• **ZIEL A**: Schreibe sämtliche Zeilen unter „Erfasste Daten“ wortgetreu ab und lass die Bilder dabei weg.

• **TEXTAUSSCHNITT**:
++++

Die COP 24 in Katowice machte aus dem 1,5-Grad-Ziel ein 2-Grad Ziel bei der Begrenzung der Erderwärmung – ein vielkritisierter Beschluss, der gewisse Parallelen zum Energiesammelgesetz aufweist. Denn vielen guten Ansätzen, beispielsweise die zusätzlichen Ausschreibungsvolumina für PV und Wind, stehen schwankende oder sinkende Erlösmöglichkeiten gegenüber.
Investitionssicherheit schafft dies leider unter den herrschenden Marktbedingungen nicht und sicherlich auch keinen großen Schritt in Richtung der mittlerweile ad acta gelegten Klimaziele der Bundesregierung für 2020. Wer gleichzeitig Gas gibt und auf die Bremse tritt, produziert leider außer Lärm und Abgasen keinen wirklichen Vortrieb – immerhin konnte die Bremskraft durch Nachverhandlungen beim EnSaG vermindert werden.

++++

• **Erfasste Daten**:
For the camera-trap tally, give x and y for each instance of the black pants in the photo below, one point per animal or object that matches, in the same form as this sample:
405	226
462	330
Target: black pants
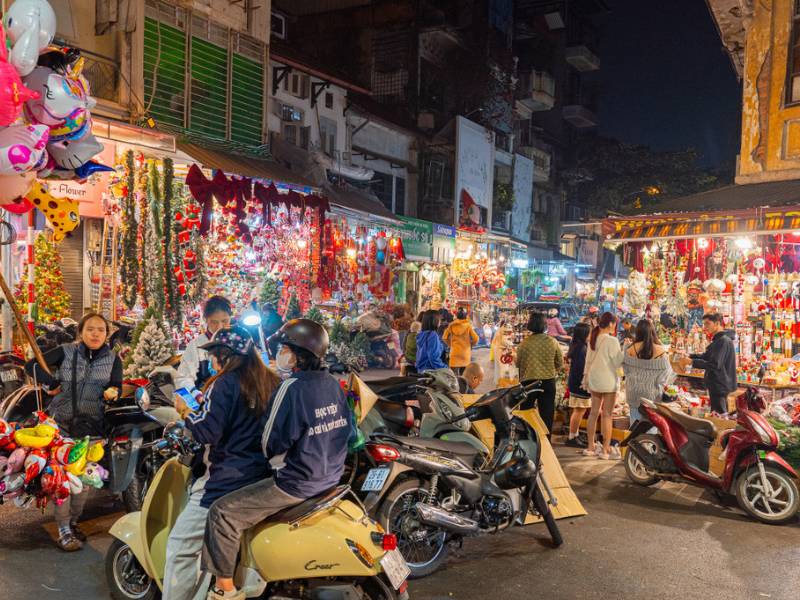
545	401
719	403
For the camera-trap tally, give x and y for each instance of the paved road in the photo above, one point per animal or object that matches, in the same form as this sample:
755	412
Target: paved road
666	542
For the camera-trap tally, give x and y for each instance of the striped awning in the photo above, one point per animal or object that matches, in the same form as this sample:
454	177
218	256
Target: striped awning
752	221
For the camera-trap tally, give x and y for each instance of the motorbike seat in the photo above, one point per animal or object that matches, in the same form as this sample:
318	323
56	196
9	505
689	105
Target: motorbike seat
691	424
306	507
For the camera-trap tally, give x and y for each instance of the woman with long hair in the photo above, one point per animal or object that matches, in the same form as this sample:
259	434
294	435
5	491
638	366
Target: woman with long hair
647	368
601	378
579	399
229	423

++++

• **ZIEL B**: Welche Abkürzungen kommen im Textausschnitt vor?

• **ERWARTETE ANTWORT A**:
For the camera-trap tally, give x and y for each instance of the black pants in the photo below, one point per animal or object that matches, in the same form as this sample:
405	226
462	330
Target: black pants
545	401
719	403
For the camera-trap tally, give x and y for each instance of the paved road in the photo above, one point per animal or object that matches, in the same form as this sample:
755	412
Target: paved road
666	542
For the camera-trap tally, give x and y for each instance of the striped awning in the photo above, one point per animal or object that matches, in the same form as this sample:
454	177
218	256
Target: striped awning
752	221
For the camera-trap tally, give x and y for each instance of the motorbike seat in the photo above, one point per animal or object that matches, in the same form as this sample:
318	323
56	196
9	505
689	105
Target: motorbike seat
691	424
306	507
For the camera-trap tally, give x and y for each instance of the woman with long hair in the photo above, one point per animal or object that matches, in the same form as this sample:
259	434
294	435
5	491
638	366
Target: woman with long hair
647	368
601	378
579	399
229	423

• **ERWARTETE ANTWORT B**: COP, PV, EnSaG